Selected excerpt:
******

Cancelled — Coming to Terms With the Chaos of the British Train System

by Thom Brown

Our On the Edges of Europe” columnist returns home to Britain, where he’s faced with the infuriating experience of catching a train, inspiring him to dig into the reasons behind Britain’s railway chaos.

A cramped, chaotic swarm of travelers assembled beneath the iconic arched glass ceiling of Paddington Station. Chins were uniformly tilted upwards, eyes transfixed to something in the heavens. For a moment, I wondered what treasures could lie above our heads, before clocking that their eyes didn’t reflect joy, but rather bitter resignation. They were looking at the train boards. It wasn’t a pretty sight.




“Welcome home,” I whispered to myself.

At times, Paddington Station felt like the center of the universe, a hub that connected travelers to the whole of Britain and beyond. It was the starting point for leaving the capital and discovering a different UK, from the Cotswold stone cottages to the misty Scottish Highlands. The platforms were a concentration of noise and energy, the crowds echoing the chugging of trains, combining into a disorienting, disorganized symphony. In limited doses, this atmosphere fueled train travelers with adrenaline, evoking a sense of action, movement, and the anticipation of a thousand imminent journeys.

******

Challenge 1: In the essay on Britain's train chaos, what were the travelers gathered at Paddington Station staring up at?
Challenge 2: Continue the essay on Britain's train chaos from the point where it stops.

******

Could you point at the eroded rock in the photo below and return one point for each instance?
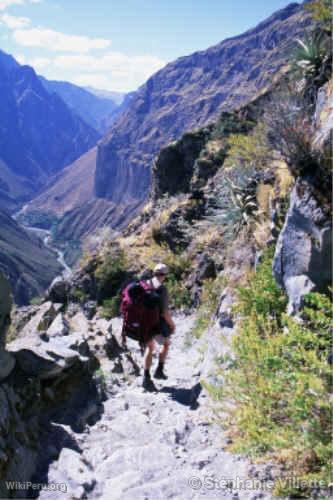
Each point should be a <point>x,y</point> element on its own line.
<point>303,253</point>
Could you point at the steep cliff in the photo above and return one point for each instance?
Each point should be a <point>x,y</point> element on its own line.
<point>183,96</point>
<point>29,265</point>
<point>39,135</point>
<point>97,111</point>
<point>189,93</point>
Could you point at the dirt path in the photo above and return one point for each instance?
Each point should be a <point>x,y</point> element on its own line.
<point>152,446</point>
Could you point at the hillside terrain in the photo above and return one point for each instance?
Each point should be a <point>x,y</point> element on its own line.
<point>240,211</point>
<point>39,134</point>
<point>29,265</point>
<point>98,111</point>
<point>185,95</point>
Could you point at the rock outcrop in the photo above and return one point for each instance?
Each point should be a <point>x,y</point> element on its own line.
<point>7,361</point>
<point>189,93</point>
<point>185,95</point>
<point>48,384</point>
<point>303,258</point>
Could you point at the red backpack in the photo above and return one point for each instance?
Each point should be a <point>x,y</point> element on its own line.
<point>140,309</point>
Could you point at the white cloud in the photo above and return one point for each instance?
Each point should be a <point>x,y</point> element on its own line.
<point>57,41</point>
<point>39,62</point>
<point>114,70</point>
<point>20,58</point>
<point>92,80</point>
<point>4,4</point>
<point>14,22</point>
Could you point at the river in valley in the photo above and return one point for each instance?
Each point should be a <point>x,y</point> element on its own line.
<point>46,237</point>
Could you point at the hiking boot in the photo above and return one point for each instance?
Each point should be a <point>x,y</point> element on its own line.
<point>148,384</point>
<point>159,373</point>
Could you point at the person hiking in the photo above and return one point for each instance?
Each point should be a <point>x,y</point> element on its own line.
<point>147,319</point>
<point>165,329</point>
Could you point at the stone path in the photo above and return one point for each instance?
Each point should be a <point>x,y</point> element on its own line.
<point>152,446</point>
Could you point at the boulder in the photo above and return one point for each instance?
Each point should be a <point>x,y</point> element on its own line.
<point>59,327</point>
<point>90,309</point>
<point>302,260</point>
<point>7,362</point>
<point>47,360</point>
<point>59,290</point>
<point>42,319</point>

******

Result 1: The train boards.

Result 2:
However, on this particular day, the air felt dull and lifeless. Trains were few and far between, leaving platforms barren. Would-be passengers stood, hopelessly staring, disillusioned beyond the point of anger, arriving instead at apathy. After two months of traveling through Cape Verde, Portugal, Spain, Andorra, and France, it wasn’t until returning home that I encountered my final boss: the British railway system.

My journey was already complicated enough: London to Reading, Reading to Kingham to grab my stuff, Kingham to Didcot, and then Didcot to Bristol. But as soon as I saw the delays and cancellations, all bets were off. It was now every man for himself. In the deepest recesses of my brain, I had to pull out my knowledge of the British railway network and find a path to my destination. In these conditions, Off-Peak and Advanced Tickets mean nothing. You pick a train, jump on, and hope for the best.

Platform 9: A train bound for Reading sat invitingly at the other end of the station. Power walking, I was determined to board but unwilling to run in public. Nearing the carriages, the windows came into focus, gloomy faces squashed together, bodies tightening up in a desperate attempt not to brush up against a stranger. I looked down at my suitcase, which contained not just my worldly possessions, but a heavy inflatable kayak, too.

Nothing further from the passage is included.